= Beginning of Section =

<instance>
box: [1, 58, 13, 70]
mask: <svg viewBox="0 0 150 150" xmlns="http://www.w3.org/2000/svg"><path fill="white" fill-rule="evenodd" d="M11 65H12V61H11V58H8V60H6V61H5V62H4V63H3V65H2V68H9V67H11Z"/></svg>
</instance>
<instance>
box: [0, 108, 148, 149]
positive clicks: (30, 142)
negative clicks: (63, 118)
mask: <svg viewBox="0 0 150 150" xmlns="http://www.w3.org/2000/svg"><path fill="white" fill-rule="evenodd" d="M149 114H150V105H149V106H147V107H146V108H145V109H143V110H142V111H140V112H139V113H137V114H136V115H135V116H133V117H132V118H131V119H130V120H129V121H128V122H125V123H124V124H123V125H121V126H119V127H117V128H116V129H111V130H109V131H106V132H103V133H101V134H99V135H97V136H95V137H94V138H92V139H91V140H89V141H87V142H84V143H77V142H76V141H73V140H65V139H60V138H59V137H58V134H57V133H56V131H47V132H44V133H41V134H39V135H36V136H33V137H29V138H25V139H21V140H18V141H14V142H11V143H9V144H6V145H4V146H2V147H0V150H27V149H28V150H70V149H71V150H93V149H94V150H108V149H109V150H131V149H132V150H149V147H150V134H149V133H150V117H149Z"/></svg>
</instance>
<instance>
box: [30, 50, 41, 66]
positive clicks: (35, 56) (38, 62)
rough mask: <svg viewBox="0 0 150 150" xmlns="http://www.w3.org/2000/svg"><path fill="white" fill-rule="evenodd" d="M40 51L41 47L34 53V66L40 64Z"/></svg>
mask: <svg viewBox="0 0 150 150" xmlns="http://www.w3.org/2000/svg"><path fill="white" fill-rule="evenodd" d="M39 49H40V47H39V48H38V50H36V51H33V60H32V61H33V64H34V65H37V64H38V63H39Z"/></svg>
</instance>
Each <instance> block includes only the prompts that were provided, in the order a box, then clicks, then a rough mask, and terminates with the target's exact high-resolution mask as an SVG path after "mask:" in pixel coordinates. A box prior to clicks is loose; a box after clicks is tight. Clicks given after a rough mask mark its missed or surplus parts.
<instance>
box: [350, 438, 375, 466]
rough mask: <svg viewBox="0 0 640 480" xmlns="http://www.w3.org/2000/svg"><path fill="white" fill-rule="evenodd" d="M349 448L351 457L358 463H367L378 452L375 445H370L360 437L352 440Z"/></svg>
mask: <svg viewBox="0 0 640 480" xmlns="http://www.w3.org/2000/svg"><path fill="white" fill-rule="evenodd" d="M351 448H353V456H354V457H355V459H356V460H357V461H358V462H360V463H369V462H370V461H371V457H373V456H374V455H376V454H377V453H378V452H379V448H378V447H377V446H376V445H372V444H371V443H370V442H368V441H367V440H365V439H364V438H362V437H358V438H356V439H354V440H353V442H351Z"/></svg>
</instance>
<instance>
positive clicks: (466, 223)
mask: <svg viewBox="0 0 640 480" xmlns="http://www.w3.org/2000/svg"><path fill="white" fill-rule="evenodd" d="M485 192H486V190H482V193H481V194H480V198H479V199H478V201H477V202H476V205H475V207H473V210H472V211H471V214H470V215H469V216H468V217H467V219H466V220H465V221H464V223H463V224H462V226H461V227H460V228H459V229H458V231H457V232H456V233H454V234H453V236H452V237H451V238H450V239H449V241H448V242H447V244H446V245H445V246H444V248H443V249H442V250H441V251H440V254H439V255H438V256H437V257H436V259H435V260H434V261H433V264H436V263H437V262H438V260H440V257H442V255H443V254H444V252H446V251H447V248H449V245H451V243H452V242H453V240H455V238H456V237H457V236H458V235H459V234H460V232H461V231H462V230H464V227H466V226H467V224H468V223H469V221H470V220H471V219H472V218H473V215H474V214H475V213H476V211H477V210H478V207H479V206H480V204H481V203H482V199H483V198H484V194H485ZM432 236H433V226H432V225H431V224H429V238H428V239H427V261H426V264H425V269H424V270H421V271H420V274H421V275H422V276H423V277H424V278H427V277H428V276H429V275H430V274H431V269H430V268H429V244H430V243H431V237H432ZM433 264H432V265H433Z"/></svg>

= End of Section =

§ **What is required**
The answer should be the complete set of records, printed exactly.

§ **Exercise solution**
<instance>
box: [1, 58, 13, 70]
mask: <svg viewBox="0 0 150 150" xmlns="http://www.w3.org/2000/svg"><path fill="white" fill-rule="evenodd" d="M11 65H12V61H11V58H8V60H6V61H5V62H4V63H3V65H2V68H9V67H11Z"/></svg>
</instance>
<instance>
box: [0, 108, 148, 149]
positive clicks: (30, 142)
negative clicks: (63, 118)
mask: <svg viewBox="0 0 150 150" xmlns="http://www.w3.org/2000/svg"><path fill="white" fill-rule="evenodd" d="M149 114H150V105H149V106H147V107H146V108H145V109H143V110H142V111H140V112H139V113H137V114H136V115H135V116H133V117H132V118H131V119H130V120H129V121H128V122H125V123H124V124H123V125H121V126H119V127H117V128H116V129H111V130H109V131H106V132H103V133H101V134H99V135H97V136H95V137H94V138H92V139H91V140H89V141H87V142H84V143H77V142H76V141H73V140H65V139H60V138H59V137H58V134H57V133H56V131H47V132H44V133H41V134H39V135H36V136H33V137H29V138H25V139H21V140H18V141H14V142H11V143H9V144H6V145H4V146H2V147H0V150H27V149H28V150H70V149H71V150H93V149H94V150H108V149H109V150H131V149H132V150H149V147H150V134H149V133H150V117H149Z"/></svg>
</instance>
<instance>
box: [30, 50, 41, 66]
positive clicks: (35, 56) (38, 62)
rough mask: <svg viewBox="0 0 150 150" xmlns="http://www.w3.org/2000/svg"><path fill="white" fill-rule="evenodd" d="M40 51L41 47L34 53V66L40 64Z"/></svg>
mask: <svg viewBox="0 0 150 150" xmlns="http://www.w3.org/2000/svg"><path fill="white" fill-rule="evenodd" d="M39 49H40V47H39V48H38V50H36V51H33V60H32V61H33V64H34V65H37V64H38V63H39Z"/></svg>
</instance>
Each <instance> block includes only the prompts that were provided, in the order a box, then clicks, then a rough mask, and terminates with the target's exact high-resolution mask as an SVG path after "mask:" in pixel coordinates. A box prior to clicks is loose; a box after clicks is tight. Clicks given after a rough mask mark its missed or surplus parts.
<instance>
box: [350, 438, 375, 466]
rough mask: <svg viewBox="0 0 640 480" xmlns="http://www.w3.org/2000/svg"><path fill="white" fill-rule="evenodd" d="M349 448L351 457L358 463H367L378 452L375 445H370L360 437L352 440Z"/></svg>
mask: <svg viewBox="0 0 640 480" xmlns="http://www.w3.org/2000/svg"><path fill="white" fill-rule="evenodd" d="M351 448H353V456H354V457H355V459H356V460H357V461H358V462H360V463H369V462H370V461H371V457H373V456H374V455H376V454H377V453H378V452H379V448H378V447H377V446H376V445H372V444H371V443H370V442H368V441H367V440H365V439H364V438H362V437H358V438H356V439H354V440H353V442H351Z"/></svg>
</instance>
<instance>
positive clicks: (466, 223)
mask: <svg viewBox="0 0 640 480" xmlns="http://www.w3.org/2000/svg"><path fill="white" fill-rule="evenodd" d="M485 192H486V190H482V193H481V194H480V198H479V199H478V201H477V202H476V205H475V207H473V210H472V211H471V214H470V215H469V216H468V217H467V219H466V220H465V221H464V223H463V224H462V226H461V227H460V228H459V229H458V231H457V232H456V233H454V234H453V236H452V237H451V238H450V239H449V241H448V242H447V244H446V245H445V246H444V248H443V249H442V250H441V251H440V254H439V255H438V256H437V257H436V259H435V260H434V261H433V264H436V263H437V262H438V260H440V257H442V255H443V254H444V252H446V251H447V248H449V245H451V243H452V242H453V240H455V238H456V237H457V236H458V235H459V234H460V232H461V231H462V230H464V227H466V226H467V224H468V223H469V221H470V220H471V219H472V218H473V215H474V214H475V213H476V211H477V210H478V207H479V206H480V204H481V203H482V199H483V198H484V194H485ZM432 236H433V226H432V225H431V224H429V238H428V239H427V261H426V264H425V269H424V270H421V271H420V274H421V275H422V276H423V277H424V278H427V277H428V276H429V275H430V274H431V269H430V268H429V244H430V243H431V237H432ZM433 264H432V265H433Z"/></svg>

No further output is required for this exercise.